SUPPLIED TEXT »
I have so many thoughts and emotions on this bright birthday morning - that I'm not sure where to begin. You have been such a joy and gentle spirit to our family from the moment of your birth. Your easy smiles and laid back personality have blended well into our lives, and completed our family.
You have been by far my 'easiest baby' in that you have always been easy to please - feed you when you are hungry, put you to bed when you are sleepy, and give you freedom to play and explore your world around you.
Of course it hasn't all been seamless - there have been bumps and concerns along the way - including your slow weight growth until about four months old when you finally started packing on those cute kissable rolls and your string of ear infections and high fevers resulting in tubes - but thankfully, those have been the scariest and worst medical concerns thus far - and we are truly blessed in that respect.
You love to laugh and giggle - and hearing your big hearty guffaws makes my heart soar.
You love to explore and take in the world around you - and are no longer content to just watch it go by. You are itching to keep up with your older siblings, and follow them around the house, getting into whatever mischief they happen to find right along with them.
You are no longer satisfied with crawling - although you are a faster crawler and will often default to that form of transportation when teetering and toddling won't get you there quick enough.
At the age of one you have already figured out how to throw things - and delight in sitting amid a pile of toys, tossing them around you, then fetching them to toss again. Complete with grins and giggles.
You have four teeth - the top two and the bottom two - and I think are trying to get some of your side teeth as well. You have a tough time with teething (who wouldn't?) and it results in lots of drool, chewing on anything and everything, and night awakenings.

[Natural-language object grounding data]
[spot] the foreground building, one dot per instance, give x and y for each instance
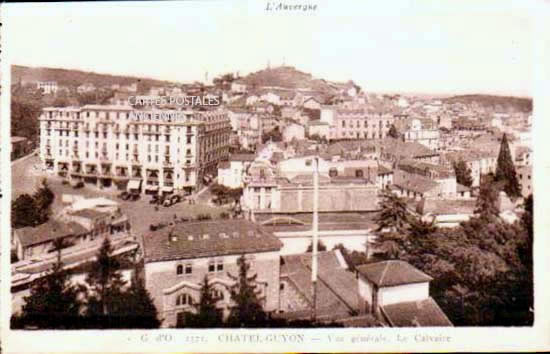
(147, 151)
(177, 259)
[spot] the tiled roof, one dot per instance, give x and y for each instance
(424, 313)
(446, 206)
(417, 184)
(48, 231)
(392, 273)
(88, 213)
(206, 239)
(243, 157)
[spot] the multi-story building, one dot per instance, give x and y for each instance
(47, 87)
(147, 151)
(178, 259)
(361, 123)
(423, 135)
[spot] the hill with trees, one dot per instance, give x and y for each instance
(495, 102)
(74, 78)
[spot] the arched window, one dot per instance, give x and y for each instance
(184, 299)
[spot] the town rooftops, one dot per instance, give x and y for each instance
(446, 206)
(207, 239)
(48, 231)
(17, 139)
(242, 157)
(392, 273)
(422, 313)
(416, 183)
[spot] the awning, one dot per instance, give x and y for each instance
(134, 184)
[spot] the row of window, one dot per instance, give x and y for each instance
(214, 266)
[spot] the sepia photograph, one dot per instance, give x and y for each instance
(270, 165)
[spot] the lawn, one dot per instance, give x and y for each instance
(25, 179)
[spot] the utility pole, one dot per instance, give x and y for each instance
(315, 233)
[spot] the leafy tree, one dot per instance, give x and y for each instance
(393, 215)
(106, 285)
(207, 315)
(138, 309)
(320, 246)
(247, 310)
(43, 199)
(53, 302)
(463, 173)
(24, 212)
(506, 171)
(393, 132)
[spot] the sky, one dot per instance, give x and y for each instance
(414, 46)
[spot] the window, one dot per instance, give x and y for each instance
(184, 300)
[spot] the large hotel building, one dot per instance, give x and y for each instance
(143, 150)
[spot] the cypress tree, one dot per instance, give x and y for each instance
(207, 315)
(247, 311)
(506, 171)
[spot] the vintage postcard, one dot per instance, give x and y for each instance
(312, 176)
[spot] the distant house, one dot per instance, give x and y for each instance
(20, 146)
(47, 87)
(87, 87)
(446, 212)
(398, 294)
(238, 86)
(312, 103)
(177, 259)
(230, 173)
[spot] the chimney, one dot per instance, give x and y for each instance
(375, 308)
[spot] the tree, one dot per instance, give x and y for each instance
(24, 212)
(106, 285)
(138, 309)
(393, 215)
(247, 311)
(207, 315)
(393, 132)
(43, 199)
(53, 302)
(506, 171)
(463, 173)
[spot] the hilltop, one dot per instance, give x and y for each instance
(495, 102)
(74, 78)
(290, 78)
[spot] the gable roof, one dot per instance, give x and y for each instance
(423, 313)
(392, 273)
(51, 230)
(189, 240)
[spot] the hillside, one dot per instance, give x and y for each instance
(495, 102)
(287, 77)
(73, 78)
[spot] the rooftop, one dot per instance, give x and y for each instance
(423, 313)
(48, 231)
(392, 273)
(207, 239)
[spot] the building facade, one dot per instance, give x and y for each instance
(148, 150)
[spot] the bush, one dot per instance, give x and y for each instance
(201, 217)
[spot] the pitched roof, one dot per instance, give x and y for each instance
(48, 231)
(423, 313)
(207, 239)
(417, 183)
(446, 206)
(392, 273)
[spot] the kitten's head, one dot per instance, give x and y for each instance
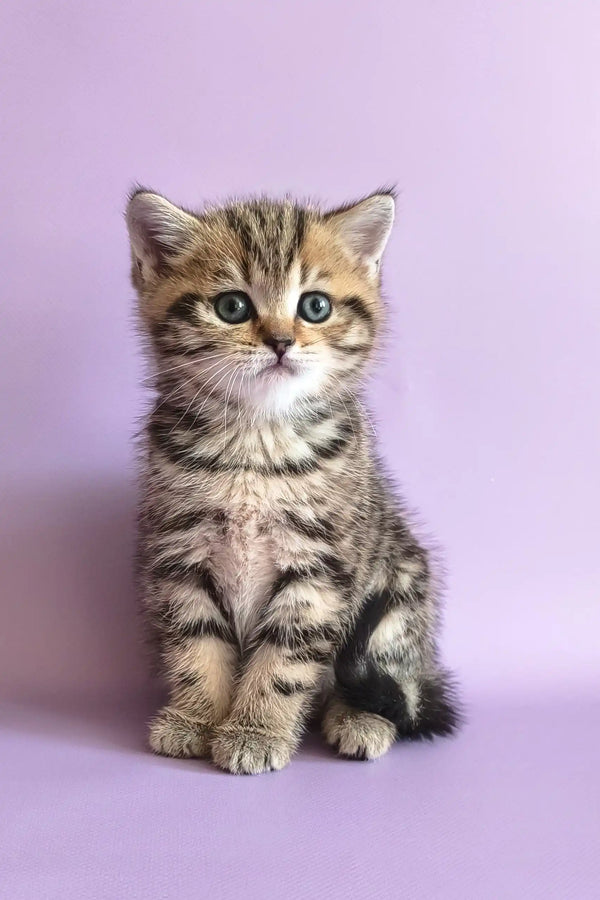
(270, 303)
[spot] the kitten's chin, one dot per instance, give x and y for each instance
(278, 390)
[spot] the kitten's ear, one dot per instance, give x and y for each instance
(365, 227)
(158, 231)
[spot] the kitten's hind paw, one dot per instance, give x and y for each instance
(174, 733)
(249, 751)
(356, 734)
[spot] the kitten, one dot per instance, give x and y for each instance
(276, 565)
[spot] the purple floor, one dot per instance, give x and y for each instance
(510, 809)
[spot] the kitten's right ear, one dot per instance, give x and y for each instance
(158, 231)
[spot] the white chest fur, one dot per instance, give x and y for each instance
(245, 568)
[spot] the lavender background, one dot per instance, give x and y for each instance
(487, 117)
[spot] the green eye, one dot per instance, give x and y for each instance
(234, 307)
(314, 307)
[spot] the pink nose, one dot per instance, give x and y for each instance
(279, 345)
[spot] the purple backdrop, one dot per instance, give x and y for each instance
(486, 115)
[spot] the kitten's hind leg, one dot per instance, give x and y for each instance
(388, 664)
(354, 733)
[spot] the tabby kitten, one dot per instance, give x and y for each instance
(277, 568)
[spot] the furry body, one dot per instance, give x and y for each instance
(276, 564)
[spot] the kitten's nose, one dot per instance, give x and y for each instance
(279, 344)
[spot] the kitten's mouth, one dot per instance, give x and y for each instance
(279, 368)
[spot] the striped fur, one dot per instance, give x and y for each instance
(277, 567)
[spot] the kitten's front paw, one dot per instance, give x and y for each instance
(356, 734)
(249, 751)
(173, 733)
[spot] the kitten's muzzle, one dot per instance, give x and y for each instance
(279, 344)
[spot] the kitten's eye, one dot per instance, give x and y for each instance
(314, 307)
(233, 307)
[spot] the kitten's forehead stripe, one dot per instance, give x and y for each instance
(270, 234)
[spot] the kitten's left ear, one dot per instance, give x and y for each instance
(365, 227)
(158, 231)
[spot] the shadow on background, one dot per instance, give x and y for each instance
(70, 627)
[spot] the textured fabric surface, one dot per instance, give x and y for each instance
(509, 810)
(485, 114)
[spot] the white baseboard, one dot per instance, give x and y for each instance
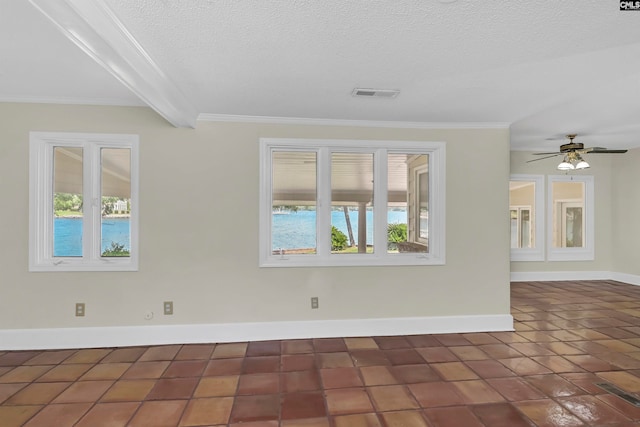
(94, 337)
(544, 276)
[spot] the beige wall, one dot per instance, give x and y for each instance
(626, 206)
(601, 169)
(199, 231)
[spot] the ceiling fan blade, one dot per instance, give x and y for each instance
(542, 158)
(600, 150)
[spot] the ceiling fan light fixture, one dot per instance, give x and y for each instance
(565, 166)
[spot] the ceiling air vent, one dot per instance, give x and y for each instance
(375, 93)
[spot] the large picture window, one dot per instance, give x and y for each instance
(337, 202)
(83, 202)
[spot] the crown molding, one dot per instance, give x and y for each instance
(95, 29)
(353, 123)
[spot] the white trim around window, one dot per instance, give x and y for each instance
(86, 150)
(587, 251)
(320, 153)
(535, 253)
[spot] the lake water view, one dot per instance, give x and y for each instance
(290, 230)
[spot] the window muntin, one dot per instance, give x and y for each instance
(571, 218)
(76, 180)
(526, 204)
(357, 180)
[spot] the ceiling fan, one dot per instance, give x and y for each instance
(572, 154)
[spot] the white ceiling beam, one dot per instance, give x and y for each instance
(93, 27)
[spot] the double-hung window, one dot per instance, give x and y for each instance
(351, 202)
(83, 210)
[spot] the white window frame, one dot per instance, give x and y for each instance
(380, 256)
(587, 252)
(41, 149)
(536, 253)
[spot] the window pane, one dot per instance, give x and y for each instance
(67, 202)
(352, 203)
(568, 219)
(522, 196)
(115, 191)
(293, 218)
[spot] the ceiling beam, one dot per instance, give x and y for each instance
(95, 29)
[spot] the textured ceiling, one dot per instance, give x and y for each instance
(544, 68)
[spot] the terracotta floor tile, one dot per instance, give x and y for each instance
(185, 368)
(298, 362)
(255, 408)
(164, 413)
(489, 369)
(329, 345)
(128, 391)
(65, 373)
(59, 415)
(515, 389)
(369, 358)
(452, 416)
(377, 375)
(195, 352)
(403, 356)
(476, 392)
(38, 393)
(404, 419)
(348, 401)
(53, 357)
(547, 413)
(454, 371)
(554, 385)
(366, 343)
(109, 414)
(500, 351)
(16, 416)
(469, 352)
(410, 374)
(299, 381)
(124, 355)
(389, 343)
(334, 360)
(340, 378)
(304, 422)
(208, 411)
(220, 386)
(302, 405)
(25, 374)
(162, 352)
(84, 391)
(359, 420)
(10, 389)
(224, 367)
(173, 389)
(500, 415)
(106, 371)
(263, 348)
(623, 380)
(229, 351)
(261, 364)
(437, 354)
(436, 394)
(525, 366)
(592, 410)
(297, 346)
(90, 355)
(392, 398)
(143, 370)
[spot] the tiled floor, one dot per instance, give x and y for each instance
(570, 337)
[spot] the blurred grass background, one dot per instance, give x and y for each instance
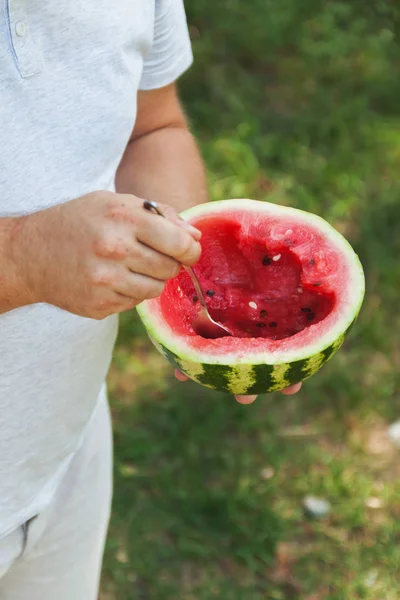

QUESTIONS »
[A] According to the birthday letter, how many teeth does the child have?
[B] Please write out the birthday letter from the words "I have so many" up to and including the words "world around you.".
[C] Summarize the birthday letter in two sentences.

TASK SOLUTIONS »
[A] Four: the top two and the bottom two.

[B]
I have so many thoughts and emotions on this bright birthday morning - that I'm not sure where to begin. You have been such a joy and gentle spirit to our family from the moment of your birth. Your easy smiles and laid back personality have blended well into our lives, and completed our family.
You have been by far my 'easiest baby' in that you have always been easy to please - feed you when you are hungry, put you to bed when you are sleepy, and give you freedom to play and explore your world around you.

[C] The writer tells the one-year-old that the child has been a joyful, easygoing presence who completed the family, though there were worries about slow weight gain and ear infections that led to tubes. The child now loves to laugh, explore, follow older siblings, and throw toys, and has four teeth while having a tough time with teething.